++++ EXTRACT TO READ ++++
That, or they become poets. How dare I call myself a downer when people like Wilfred Owen exist. The poets that use words like piteus, encumbered, and end the whole thing with good-bye. “There, encumbered sleepers groaned” I like that line. Yes, English poets from war are most certainly the saddest. Perhaps I could become a poet. Because I think while writing
about all the grievous things, I would fall in love with the world. See, a walking contradiction.
I met a writer once. He told me that the zenith of his life would be the moment he became completely insignificant. That got me thinking, really thinking and it still does. Does questioning significance out loud or proclaiming its existence make someone more significant? It confused me at the same time. Seldom in my life do I come across those who love being alive
as much as they can’t seem to stand it, like him. Like me. At any opportunity, he would attempt to escape whether it was disappearing physically or mentally for a while. A fellow escapist I would joke, never really joking. I’ll tell you a secret, I think he cared way too much to be insignificant. I believe insignificance would destroy him. To hate a life, you must love it until it treats you like you are; insignificant.
Referring back to a previous topic since we don’t possibly talk about it enough: lying. Firstly, why do we do it? A simpler answer would be because it’s easier that way. Even the people who say they could never lie, the most decent kind of people, are the biggest phonies of all. It is only doing one an injustice to tell someone the things they are desperate to hear. Unless
that thing is the truth of course. Secondly, why is lying such a bad thing if most lies are said just to make people feel better? It’s all a matter of opinion really. And timing. Especially timing.
++++ EXTRACTED MATERIAL ++++
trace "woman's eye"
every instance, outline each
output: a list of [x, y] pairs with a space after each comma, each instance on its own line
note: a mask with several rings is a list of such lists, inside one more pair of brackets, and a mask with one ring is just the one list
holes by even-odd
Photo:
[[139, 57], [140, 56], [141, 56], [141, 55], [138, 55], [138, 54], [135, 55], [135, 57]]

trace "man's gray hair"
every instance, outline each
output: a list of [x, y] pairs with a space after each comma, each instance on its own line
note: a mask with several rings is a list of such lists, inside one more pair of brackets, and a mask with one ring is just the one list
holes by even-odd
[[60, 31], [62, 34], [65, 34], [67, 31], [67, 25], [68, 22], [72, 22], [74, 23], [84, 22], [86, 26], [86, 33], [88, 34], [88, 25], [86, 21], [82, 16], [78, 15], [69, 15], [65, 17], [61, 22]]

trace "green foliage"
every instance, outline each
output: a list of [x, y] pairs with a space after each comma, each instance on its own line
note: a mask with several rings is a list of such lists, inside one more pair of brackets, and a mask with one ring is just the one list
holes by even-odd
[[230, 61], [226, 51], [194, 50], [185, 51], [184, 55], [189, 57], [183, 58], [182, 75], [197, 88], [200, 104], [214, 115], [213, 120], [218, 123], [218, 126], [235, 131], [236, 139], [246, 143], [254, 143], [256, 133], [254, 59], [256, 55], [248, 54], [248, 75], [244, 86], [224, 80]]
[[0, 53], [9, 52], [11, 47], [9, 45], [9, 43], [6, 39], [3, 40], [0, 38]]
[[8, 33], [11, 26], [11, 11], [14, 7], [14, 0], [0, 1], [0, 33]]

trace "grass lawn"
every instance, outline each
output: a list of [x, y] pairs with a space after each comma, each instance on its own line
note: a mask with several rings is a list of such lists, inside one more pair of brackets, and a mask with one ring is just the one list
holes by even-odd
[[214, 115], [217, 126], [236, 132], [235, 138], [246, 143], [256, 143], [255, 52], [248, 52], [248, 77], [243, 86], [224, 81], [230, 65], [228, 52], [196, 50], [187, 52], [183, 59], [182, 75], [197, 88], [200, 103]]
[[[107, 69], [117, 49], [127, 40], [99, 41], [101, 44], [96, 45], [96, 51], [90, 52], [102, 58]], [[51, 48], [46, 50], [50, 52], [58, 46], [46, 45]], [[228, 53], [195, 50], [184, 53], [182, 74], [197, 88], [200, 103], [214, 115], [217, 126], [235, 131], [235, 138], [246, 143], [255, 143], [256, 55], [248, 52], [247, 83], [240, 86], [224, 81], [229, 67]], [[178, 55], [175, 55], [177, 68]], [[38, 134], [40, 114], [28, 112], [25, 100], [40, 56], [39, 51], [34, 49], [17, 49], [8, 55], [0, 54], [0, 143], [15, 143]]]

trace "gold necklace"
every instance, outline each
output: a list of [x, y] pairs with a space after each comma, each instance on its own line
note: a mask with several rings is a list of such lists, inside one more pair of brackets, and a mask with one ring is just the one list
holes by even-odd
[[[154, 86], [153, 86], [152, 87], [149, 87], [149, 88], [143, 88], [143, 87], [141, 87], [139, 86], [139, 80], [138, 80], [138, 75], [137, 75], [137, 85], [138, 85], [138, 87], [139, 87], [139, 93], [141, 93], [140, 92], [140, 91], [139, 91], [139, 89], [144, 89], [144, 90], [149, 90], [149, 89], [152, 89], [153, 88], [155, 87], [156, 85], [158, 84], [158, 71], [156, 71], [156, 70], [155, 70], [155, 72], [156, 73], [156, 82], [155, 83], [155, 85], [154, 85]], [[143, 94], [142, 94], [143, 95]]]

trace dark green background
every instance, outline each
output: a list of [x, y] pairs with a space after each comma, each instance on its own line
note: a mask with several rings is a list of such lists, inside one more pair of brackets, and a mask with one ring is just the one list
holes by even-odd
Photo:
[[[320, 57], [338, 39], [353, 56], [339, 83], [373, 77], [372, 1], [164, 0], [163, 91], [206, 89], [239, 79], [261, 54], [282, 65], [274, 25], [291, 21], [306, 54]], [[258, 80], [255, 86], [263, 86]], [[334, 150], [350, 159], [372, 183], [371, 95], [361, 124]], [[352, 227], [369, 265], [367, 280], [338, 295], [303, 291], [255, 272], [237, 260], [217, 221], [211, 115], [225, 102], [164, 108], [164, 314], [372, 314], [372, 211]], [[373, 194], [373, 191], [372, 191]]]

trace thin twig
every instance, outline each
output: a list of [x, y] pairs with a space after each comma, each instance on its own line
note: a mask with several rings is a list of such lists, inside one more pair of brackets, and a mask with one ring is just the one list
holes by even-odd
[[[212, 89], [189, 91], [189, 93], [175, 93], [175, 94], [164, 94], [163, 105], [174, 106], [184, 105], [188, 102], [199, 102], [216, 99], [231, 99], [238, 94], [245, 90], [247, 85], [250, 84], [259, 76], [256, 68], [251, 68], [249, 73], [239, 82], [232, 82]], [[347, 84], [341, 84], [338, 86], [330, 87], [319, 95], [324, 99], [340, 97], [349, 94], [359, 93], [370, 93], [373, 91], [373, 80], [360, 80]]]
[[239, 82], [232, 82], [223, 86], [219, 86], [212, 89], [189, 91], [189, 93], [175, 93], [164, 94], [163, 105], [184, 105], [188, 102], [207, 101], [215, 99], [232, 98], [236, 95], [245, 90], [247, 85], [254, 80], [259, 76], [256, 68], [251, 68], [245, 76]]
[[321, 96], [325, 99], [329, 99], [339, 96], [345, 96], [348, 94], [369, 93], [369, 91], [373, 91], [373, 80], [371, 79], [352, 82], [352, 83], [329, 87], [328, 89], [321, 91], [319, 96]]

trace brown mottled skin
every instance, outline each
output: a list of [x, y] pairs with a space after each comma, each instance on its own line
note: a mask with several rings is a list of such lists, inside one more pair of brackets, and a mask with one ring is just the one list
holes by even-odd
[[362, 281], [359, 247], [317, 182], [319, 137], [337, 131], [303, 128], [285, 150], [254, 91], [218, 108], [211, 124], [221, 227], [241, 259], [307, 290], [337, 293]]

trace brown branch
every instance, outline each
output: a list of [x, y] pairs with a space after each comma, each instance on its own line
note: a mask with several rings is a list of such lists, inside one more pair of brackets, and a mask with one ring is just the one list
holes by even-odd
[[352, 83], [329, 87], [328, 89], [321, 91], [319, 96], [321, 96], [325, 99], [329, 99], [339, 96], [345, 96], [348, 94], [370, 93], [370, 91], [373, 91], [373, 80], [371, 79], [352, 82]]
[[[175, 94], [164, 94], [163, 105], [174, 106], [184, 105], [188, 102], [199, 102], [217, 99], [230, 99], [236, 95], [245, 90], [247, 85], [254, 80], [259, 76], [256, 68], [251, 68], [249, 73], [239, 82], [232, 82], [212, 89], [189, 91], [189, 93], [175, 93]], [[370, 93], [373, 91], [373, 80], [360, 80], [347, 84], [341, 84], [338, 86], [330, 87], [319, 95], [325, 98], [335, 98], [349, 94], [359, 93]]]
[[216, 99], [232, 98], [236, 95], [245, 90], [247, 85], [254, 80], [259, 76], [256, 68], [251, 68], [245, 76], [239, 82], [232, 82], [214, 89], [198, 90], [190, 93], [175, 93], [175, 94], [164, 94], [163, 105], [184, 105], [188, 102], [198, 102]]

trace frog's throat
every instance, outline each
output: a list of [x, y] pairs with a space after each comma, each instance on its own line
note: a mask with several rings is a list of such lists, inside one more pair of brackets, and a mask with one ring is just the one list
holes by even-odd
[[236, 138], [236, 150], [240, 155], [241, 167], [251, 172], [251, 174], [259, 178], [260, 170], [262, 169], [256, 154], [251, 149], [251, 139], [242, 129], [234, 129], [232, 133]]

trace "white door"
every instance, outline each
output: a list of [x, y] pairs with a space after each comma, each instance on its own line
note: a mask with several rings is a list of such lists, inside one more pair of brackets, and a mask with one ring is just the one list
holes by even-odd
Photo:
++++
**INSTRUCTIONS:**
A – Using the essay, decide whether each statement agrees with it: (i) the writer the narrator met said the high point of his life would come when he became completely insignificant; (ii) the narrator thinks insignificance would make that writer happy; (iii) the essay calls people who say they could never lie the most honest of all. Please answer each with yes or no and quote the deciding words from the essay.
B – Pick up the essay after its last sentence and keep writing in the same voice.

**TASK RESPONSES:**
A –
(i) Yes: "He told me that the zenith of his life would be the moment he became completely insignificant."
(ii) No: "I believe insignificance would destroy him."
(iii) No: "Even the people who say they could never lie, the most decent kind of people, are the biggest phonies of all."

B –
I’m not certain that I have what most would consider a lot of friends but the friends that I do have know that I have a certain tendency to be frank. I may never understand the aversion to a point. My own silence would never hesitate to eat me alive. A friend had told me once that I was much too honest. I could blame that one on genetics. A family of criers and honest, honest people. “Your honesty could be called brutality if you really meant the things you said” she had said. I liked her for telling me that. For the reason that it was honest but because it also made me wonder if I meant the things I said.
In the words of Catherine Camus while sharing the ideal of her father Albert Camus, the philosopher, she states that we are “obliged to accept certain contradictions if [we] don’t want to reject certain obvious things about life, certain evidences.” Contradictions must exist, they are proof that we think and that we evolve. That we are an ever changing and quarrelsome species.
This mentality, I find this ironic, is paired along with a moral from Camus’ book, The Fall, that all living things crave sympathy. On some level, our decisions are almost always decided with a piece of solidifying sympathy. Or according to the philosophy of Jean-Baptiste Clamence, the main character of the story, sympathy is the prevention of solidarity. He is able to explain this by using an example of friendships. Friends tell us just what we long to hear. The things we need to be affirmed. Not because they agree with us or know every perspective of our life but because in one way or another, they expect the return of this sympathy.
It will forever be impossible not to think. For me anyway. I will no longer attempt to speak on the behalf of other thinkers. Though what I will find possible is the desire to contradict myself, to lie, to be brutally honest, to cry, to think. And the desire to desire. I do not ask to be remembered for much at all if anything but I will not exist in this world silently. I am a finder
and I will find those who are nothing like me. Who can disagree with and inspire me until they want nothing to do with me, who want everything to do with me at the same time. I will be brutally significant.